_Stored data entries_:
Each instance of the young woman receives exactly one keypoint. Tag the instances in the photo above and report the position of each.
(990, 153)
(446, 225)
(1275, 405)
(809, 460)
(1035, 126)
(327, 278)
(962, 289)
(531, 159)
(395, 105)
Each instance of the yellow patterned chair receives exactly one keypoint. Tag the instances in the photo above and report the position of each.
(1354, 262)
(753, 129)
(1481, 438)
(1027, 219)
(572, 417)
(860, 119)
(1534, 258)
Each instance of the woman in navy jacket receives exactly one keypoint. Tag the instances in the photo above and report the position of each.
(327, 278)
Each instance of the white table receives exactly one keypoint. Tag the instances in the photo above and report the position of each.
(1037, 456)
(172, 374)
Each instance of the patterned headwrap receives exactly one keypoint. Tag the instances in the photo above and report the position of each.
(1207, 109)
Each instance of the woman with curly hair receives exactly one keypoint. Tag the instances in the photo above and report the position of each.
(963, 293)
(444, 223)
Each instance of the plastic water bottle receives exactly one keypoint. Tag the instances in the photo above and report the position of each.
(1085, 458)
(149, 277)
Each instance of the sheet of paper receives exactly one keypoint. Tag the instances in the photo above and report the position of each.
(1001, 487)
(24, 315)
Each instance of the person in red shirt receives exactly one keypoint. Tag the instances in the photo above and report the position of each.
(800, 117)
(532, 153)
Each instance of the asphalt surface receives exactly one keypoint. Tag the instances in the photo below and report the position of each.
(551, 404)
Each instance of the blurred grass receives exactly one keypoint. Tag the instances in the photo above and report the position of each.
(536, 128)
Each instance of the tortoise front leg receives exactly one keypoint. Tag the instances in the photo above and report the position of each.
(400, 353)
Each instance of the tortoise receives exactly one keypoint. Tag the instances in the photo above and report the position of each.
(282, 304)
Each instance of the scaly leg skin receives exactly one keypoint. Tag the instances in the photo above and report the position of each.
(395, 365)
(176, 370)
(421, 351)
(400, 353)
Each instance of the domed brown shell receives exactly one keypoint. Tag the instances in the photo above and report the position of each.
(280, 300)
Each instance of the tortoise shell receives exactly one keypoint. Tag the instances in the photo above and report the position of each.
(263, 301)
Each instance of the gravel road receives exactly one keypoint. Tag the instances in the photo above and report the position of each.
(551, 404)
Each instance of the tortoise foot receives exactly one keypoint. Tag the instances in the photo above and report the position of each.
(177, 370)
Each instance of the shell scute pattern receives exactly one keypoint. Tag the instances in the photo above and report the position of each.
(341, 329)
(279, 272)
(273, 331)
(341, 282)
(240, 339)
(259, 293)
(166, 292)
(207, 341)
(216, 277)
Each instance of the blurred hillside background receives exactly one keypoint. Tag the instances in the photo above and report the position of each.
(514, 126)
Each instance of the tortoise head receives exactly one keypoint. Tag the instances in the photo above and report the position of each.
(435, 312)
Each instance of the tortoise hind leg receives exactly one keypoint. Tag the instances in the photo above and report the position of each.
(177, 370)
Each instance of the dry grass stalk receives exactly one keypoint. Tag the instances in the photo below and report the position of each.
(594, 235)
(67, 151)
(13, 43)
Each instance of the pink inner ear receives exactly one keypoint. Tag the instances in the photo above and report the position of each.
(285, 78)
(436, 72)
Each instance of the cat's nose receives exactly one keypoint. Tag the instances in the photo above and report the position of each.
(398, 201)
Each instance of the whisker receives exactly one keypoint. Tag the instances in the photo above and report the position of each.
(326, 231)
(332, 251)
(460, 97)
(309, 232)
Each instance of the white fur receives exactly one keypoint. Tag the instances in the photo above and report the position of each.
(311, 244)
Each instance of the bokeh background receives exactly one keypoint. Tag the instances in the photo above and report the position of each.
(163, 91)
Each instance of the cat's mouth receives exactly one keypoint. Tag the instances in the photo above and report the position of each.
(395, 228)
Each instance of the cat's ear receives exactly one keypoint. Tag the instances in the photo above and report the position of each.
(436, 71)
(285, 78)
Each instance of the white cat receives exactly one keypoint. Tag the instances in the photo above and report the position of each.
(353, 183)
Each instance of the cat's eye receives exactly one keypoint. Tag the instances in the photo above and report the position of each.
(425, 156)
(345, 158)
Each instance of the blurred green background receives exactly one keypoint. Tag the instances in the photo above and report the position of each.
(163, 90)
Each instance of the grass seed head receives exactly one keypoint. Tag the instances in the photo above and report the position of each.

_Exercise description_:
Each entry above is to be written out exactly.

_Your response_:
Each instance of the young woman receives exactly one keypoint. Tag the instances in the photo above and report the position of each.
(990, 153)
(446, 225)
(1275, 405)
(809, 460)
(1035, 126)
(327, 278)
(962, 289)
(531, 159)
(395, 105)
Each instance of the yellow patterned chair receives exactly one keypoint. Tag the instances in the photo above and report the position of each.
(1354, 262)
(753, 129)
(1481, 438)
(1027, 219)
(572, 417)
(860, 119)
(1534, 258)
Each instance of the woman in navy jacket receives exactly one keypoint. Tag the instances in the photo above and report the position of each.
(327, 278)
Each instance of the white table receives exactly one keypoint. Tag the instances in the photo above and report the position of each.
(1037, 456)
(172, 374)
Each instance of the patterned headwrap receives exactly one keypoint. Tag the instances in the photo above and report the position of each.
(1207, 109)
Each instance of the woman with curly hair receives exactly one keypoint. Tag the instances in the photo above and report the position of each.
(963, 293)
(444, 223)
Each instance of the plastic water bottle receives exactly one keypoint. Tag the instances in the photo above and report the position of each.
(1085, 458)
(149, 277)
Each instance of the sheet of paper receives exactly one keypoint. Tag the instances in the photo above and report the position of each.
(1001, 487)
(24, 315)
Each instance of the person in red shirt receives exactly one keypoint. Tag the instances in the photo above and report the position of each.
(800, 117)
(532, 153)
Each instance of the asphalt surface receives exactly one keypoint. Tag the instances in the photo below and report the position of each.
(551, 404)
Each instance of the blurred grass receives exactly one keypoint. Tag the instances in the photo above and report the position of each.
(536, 128)
Each instance of the tortoise front leg receives exactly one keypoint. Tag the instances in the photo above and report the position of each.
(400, 353)
Each instance of the tortoise receives exactly one keypoint. Tag the instances in the photo above and report the position of each.
(282, 304)
Each instance of the scaly leg skin receives exactly one keypoint. Tag the instances in the photo above and report the position of each.
(395, 365)
(176, 370)
(421, 351)
(400, 353)
Each instance of the domed brown shell receives exactly one keypoint. Tag the instances in the photo above and report the position of each.
(280, 300)
Each instance of the tortoise shell receives exactly one keypoint. Tag the instances in the photo above and report the position of each.
(263, 301)
Each instance of the gravel road receives exactly one keypoint. Tag the instances in the photo above and report the position of each.
(551, 404)
Each instance of the tortoise foot receives exactly one keypoint. Tag the instances in the photo above and report the position of each.
(177, 370)
Each instance of the shell scute pattern receives exactly one keypoint. Tag the instances in the photo above and report the position of each.
(341, 329)
(279, 272)
(273, 331)
(341, 282)
(240, 339)
(259, 293)
(166, 292)
(207, 341)
(216, 277)
Each instance of the blurred hillside background receives exactly one keypoint. Tag the instances in the photo above and report the position of each.
(514, 126)
Each instance of the tortoise head receives exactly one keypoint. Tag the instances in the photo above and report the position of each.
(435, 312)
Each instance of the tortoise hind leg receives exactly one keypoint. Tag the instances in the photo above and report the position of each.
(177, 370)
Each instance of the dry grass stalk receives exactly one keypoint. Tag the instances in the photo below and report the position of each.
(594, 235)
(67, 151)
(13, 43)
Each instance of the pink inner ear receives exactly one keypoint. Tag the instances in the photo above and report the position of each.
(285, 78)
(436, 72)
Each instance of the cat's nose receives exactly one keypoint. Tag the instances in the photo above and report the position of each.
(398, 201)
Each instance of the whisker receives exactly one keypoint. Tag the instances in the photo above and report the position of each.
(326, 231)
(332, 251)
(460, 97)
(309, 232)
Each instance of the white fur receives exactly one keypoint. Tag the instances in the photo above and report the position of each.
(311, 244)
Each instance of the bokeh background receives exactly one keypoint. Tag the instances in the photo above and report the position of each.
(163, 91)
Each instance of the cat's mouth receives exactly one keypoint. Tag the instances in the photo above and report the position of each.
(395, 228)
Each instance of the cat's ear receives exactly one keypoint. Tag the instances in the photo above and report the position of each.
(436, 71)
(285, 78)
Each instance of the white cat receives exactly one keypoint. Tag the instances in the photo above and report the position of each.
(353, 183)
Each instance of the cat's eye receives exactly one keypoint. Tag the instances in the photo above and report the position of each.
(425, 156)
(345, 158)
Each instance of the blurred green background receives exactly one keypoint. Tag the instances in the photo above and report the position of each.
(163, 90)
Each instance of the grass seed head receives exactly one keypoint. Tag the instances in the photo above and report the position of each.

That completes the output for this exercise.